START The data
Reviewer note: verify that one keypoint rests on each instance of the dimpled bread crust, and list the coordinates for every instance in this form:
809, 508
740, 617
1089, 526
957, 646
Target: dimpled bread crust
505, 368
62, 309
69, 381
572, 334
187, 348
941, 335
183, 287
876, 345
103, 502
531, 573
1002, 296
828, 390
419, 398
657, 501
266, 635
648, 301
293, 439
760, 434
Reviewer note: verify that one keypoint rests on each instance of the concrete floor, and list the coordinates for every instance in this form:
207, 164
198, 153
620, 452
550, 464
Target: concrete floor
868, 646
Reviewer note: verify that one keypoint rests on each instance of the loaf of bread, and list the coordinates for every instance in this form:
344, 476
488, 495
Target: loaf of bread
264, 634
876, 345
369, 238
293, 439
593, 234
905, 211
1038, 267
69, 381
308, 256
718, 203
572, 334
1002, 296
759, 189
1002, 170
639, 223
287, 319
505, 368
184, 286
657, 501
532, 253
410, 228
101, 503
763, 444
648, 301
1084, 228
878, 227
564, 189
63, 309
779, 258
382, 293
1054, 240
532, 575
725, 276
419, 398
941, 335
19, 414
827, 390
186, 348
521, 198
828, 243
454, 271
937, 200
END The data
Exercise directions -> Would you restate each line of the material above word for word?

Expected output ->
Reviewer note: verify that one keypoint rests on each instance of the dimpled bread crust, and list the coordinates for every instance in this form:
809, 508
740, 617
1089, 526
957, 646
Target: dimpled bread crust
505, 368
62, 309
69, 381
572, 334
187, 348
941, 335
183, 287
876, 345
103, 502
531, 573
1002, 296
828, 390
419, 398
657, 501
266, 635
648, 301
293, 439
760, 434
Reviewer note: verify that one keypoint rests on each instance of the concrete floor, and list the coordinates for every instance in this form:
207, 164
198, 153
620, 452
550, 464
Target: concrete floor
868, 646
Reviewer note: verify that one keypoint rests on each instance of the loaf of bread, and list the coordinates for every instance in this form:
344, 476
488, 495
Target: loaf of bread
264, 634
876, 345
369, 238
293, 439
593, 234
905, 211
1038, 267
69, 381
308, 256
718, 203
572, 334
1002, 296
759, 189
1002, 170
639, 223
287, 319
505, 368
184, 286
657, 501
532, 253
410, 228
101, 503
763, 444
648, 301
1084, 228
878, 227
564, 189
63, 309
779, 258
382, 293
1054, 240
532, 575
725, 276
419, 398
941, 335
19, 414
827, 390
186, 348
521, 198
828, 243
454, 271
937, 200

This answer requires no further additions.